### What to produce
Write out every entry below word for word, omitting the pictures.

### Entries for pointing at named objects
• • • •

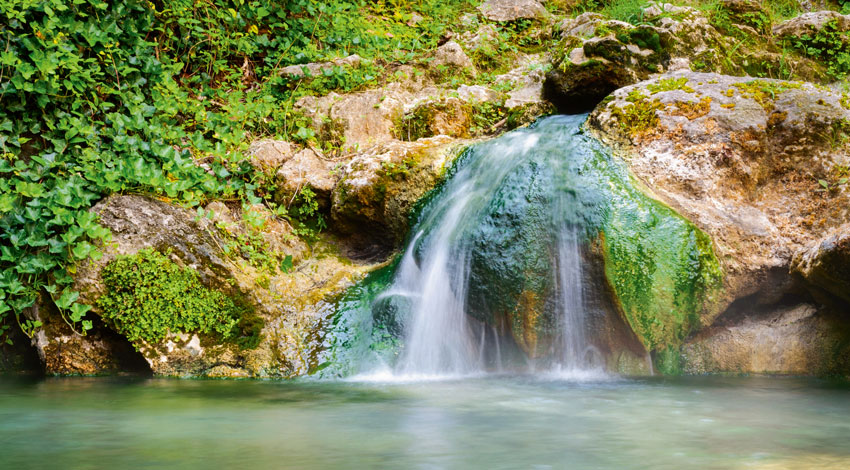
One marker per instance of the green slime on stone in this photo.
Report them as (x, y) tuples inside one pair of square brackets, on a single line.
[(660, 267)]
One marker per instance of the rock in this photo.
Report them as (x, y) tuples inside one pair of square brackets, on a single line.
[(741, 159), (477, 94), (314, 69), (810, 23), (597, 56), (825, 264), (378, 188), (268, 155), (306, 170), (512, 10), (289, 307), (527, 84), (796, 340), (451, 55)]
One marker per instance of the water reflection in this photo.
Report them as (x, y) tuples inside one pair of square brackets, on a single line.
[(489, 422)]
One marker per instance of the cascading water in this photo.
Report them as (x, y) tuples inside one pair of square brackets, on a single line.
[(432, 282), (512, 263)]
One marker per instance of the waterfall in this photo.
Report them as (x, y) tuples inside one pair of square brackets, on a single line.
[(445, 330)]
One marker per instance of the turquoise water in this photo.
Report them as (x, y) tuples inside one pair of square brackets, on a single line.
[(501, 422)]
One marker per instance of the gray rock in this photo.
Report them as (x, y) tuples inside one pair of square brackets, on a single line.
[(306, 170), (741, 159), (810, 23), (797, 340), (512, 10)]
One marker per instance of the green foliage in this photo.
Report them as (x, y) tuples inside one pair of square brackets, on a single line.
[(828, 45), (160, 98), (148, 296)]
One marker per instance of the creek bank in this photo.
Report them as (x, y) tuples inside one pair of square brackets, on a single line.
[(746, 160)]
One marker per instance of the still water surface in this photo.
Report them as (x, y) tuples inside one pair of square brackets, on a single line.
[(504, 422)]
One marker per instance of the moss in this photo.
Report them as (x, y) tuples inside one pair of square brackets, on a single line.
[(149, 296), (693, 109), (662, 269), (668, 361), (670, 84), (765, 92), (639, 116), (645, 38)]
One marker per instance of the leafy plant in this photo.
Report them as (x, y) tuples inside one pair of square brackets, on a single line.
[(148, 296), (160, 98)]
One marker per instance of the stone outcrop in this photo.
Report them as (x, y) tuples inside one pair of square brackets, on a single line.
[(512, 10), (811, 23), (798, 340), (378, 189), (825, 264), (290, 306), (745, 160), (597, 56)]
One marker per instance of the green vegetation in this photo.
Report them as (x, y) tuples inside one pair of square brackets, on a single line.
[(829, 46), (764, 92), (639, 116), (161, 98), (148, 296)]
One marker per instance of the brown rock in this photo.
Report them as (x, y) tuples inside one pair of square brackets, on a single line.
[(741, 159), (512, 10), (797, 340)]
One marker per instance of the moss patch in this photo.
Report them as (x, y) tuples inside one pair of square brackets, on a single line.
[(764, 92), (149, 296)]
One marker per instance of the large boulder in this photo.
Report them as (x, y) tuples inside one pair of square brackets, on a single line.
[(798, 340), (597, 56), (378, 189), (284, 309), (742, 159), (809, 24), (825, 264), (512, 10)]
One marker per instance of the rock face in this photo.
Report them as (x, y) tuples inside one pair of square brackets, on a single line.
[(512, 10), (742, 159), (597, 56), (797, 340), (825, 265), (306, 169), (378, 188), (810, 23), (290, 321)]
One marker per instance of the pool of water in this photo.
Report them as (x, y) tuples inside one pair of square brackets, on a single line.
[(493, 422)]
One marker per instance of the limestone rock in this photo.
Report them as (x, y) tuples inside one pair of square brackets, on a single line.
[(741, 158), (809, 23), (378, 188), (306, 170), (597, 56), (291, 305), (512, 10), (268, 155), (797, 340), (825, 264), (451, 55)]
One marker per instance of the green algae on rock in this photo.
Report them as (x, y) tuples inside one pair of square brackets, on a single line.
[(660, 267)]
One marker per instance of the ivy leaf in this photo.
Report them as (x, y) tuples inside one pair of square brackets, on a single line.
[(67, 299)]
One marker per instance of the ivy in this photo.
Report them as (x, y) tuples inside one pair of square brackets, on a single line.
[(161, 97)]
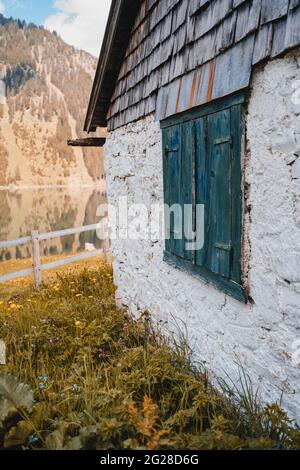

• • • •

### Solution to this exercise
One marker per instance of the green slime on stone in this photo.
Report them as (x, y) tuples inside one pair of square brackets, on a single line.
[(660, 267)]
One marker per instance of the rock in this photo.
Report them as (x, y) tuples inside one pair of square brackets, on a single line.
[(741, 159), (477, 94), (314, 69), (810, 23), (597, 56), (825, 264), (378, 188), (268, 155), (306, 170), (512, 10), (289, 307), (527, 84), (796, 340), (451, 55)]
One marker per instance of the water reflection in this photo.
Report them as (x, y) tuples inside one pair of square brackets, on a single line.
[(489, 422)]
One marker per instance of the cascading water in this photo.
Report them as (x, y) tuples inside one pair of square brackets, on a single line.
[(432, 282), (512, 263)]
One marker per instance of the waterfall in this photo.
Report them as (x, y) tuples inside one pair of square brackets, on a single line.
[(445, 330)]
One marker per instance of the turquoise water in this photo.
Report them as (x, y) tuples inside one pair of square brackets, on a single line.
[(501, 422)]
One marker per instance of the gray rock in this photo.
Report them as (x, y) tuples inside one pair of square brackets, on a single line.
[(306, 170), (741, 159), (810, 23), (797, 340), (512, 10)]
One marker per instance of the green foliage in this photo.
Report them as (x, y) tuples inside one pair of square brackets, on a single line.
[(828, 45), (160, 98), (148, 296)]
One marker per instance of the creek bank in this photo.
Report them as (x, y) tuples inside one pair of square brackets, on a single line.
[(746, 160)]
One marker per instance of the still water surface in this photo.
Report them as (x, y) tuples inside one pair of square brackets, on a single line.
[(504, 422)]
One marker per instance of the moss in this photo.
Report them as (x, y) tuples inside one pair of square brackets, on a single line.
[(149, 296), (693, 109), (662, 269), (668, 361), (670, 84), (765, 92), (639, 116), (645, 38)]
One marker per instance of the leafy plant in this photo.
Report them as (x, y) tuples inside one pair of square brackets, on a single line.
[(148, 296), (160, 98)]
One marker per instance of the stone outcrop in this photo.
Report them as (x, y) tuples inside one pair of square brackets, on a single line.
[(512, 10), (811, 23), (798, 340), (378, 189), (825, 264), (290, 306), (745, 160), (597, 56)]
One marker per instance of the green vegetation in this photo.
Report them as (x, y) tuples inside one pair of square brackets, on a single line.
[(829, 46), (764, 92), (639, 116), (161, 98), (148, 296)]
One marker per instance of the brown rock in this photo.
Report them as (x, y) tuples inside one pair of square brackets, on a single line.
[(741, 159), (512, 10), (797, 340)]
One marker per instance of the moss patch in this photo.
Report them as (x, y) tuples inside one pair of square brackets, on a single line.
[(764, 92), (149, 296)]
One marker per instance of the large boulder in this photo.
Report them as (x, y) tuples inside one pair of square brackets, on a single line.
[(798, 340), (597, 56), (378, 189), (284, 309), (742, 159), (809, 24), (825, 264), (512, 10)]
One marker per instance of the rock face in this photo.
Report them as (x, y) tuples inside one pair of square brackets, on a single line.
[(512, 10), (742, 159), (597, 56), (797, 340), (825, 265), (306, 169), (378, 188), (810, 23), (290, 321)]
One marker per instance of the pool of water in this photo.
Report them as (x, y) tuples inside one pair of square brackets, on a single line.
[(493, 422)]
One marker per instance of the limestone rock in this photo.
Report them as (x, y) tuples inside one pair of square brackets, on a single line.
[(741, 158), (809, 23), (378, 188), (306, 170), (597, 56), (291, 305), (512, 10), (268, 155), (797, 340), (825, 264), (451, 55)]
One marker per instance of the green algae on rock in this photo.
Report them as (x, y) tuples inside one pair of square brackets, on a single line.
[(660, 267)]
One marker per instance of the ivy leaf in this photo.
Report them as (x, y) tuples inside one pair of square brackets, on a single line.
[(67, 299)]
One marker per instance of the ivy in this photo.
Report them as (x, y) tuples inside one pair of square brackets, on a single line.
[(161, 97)]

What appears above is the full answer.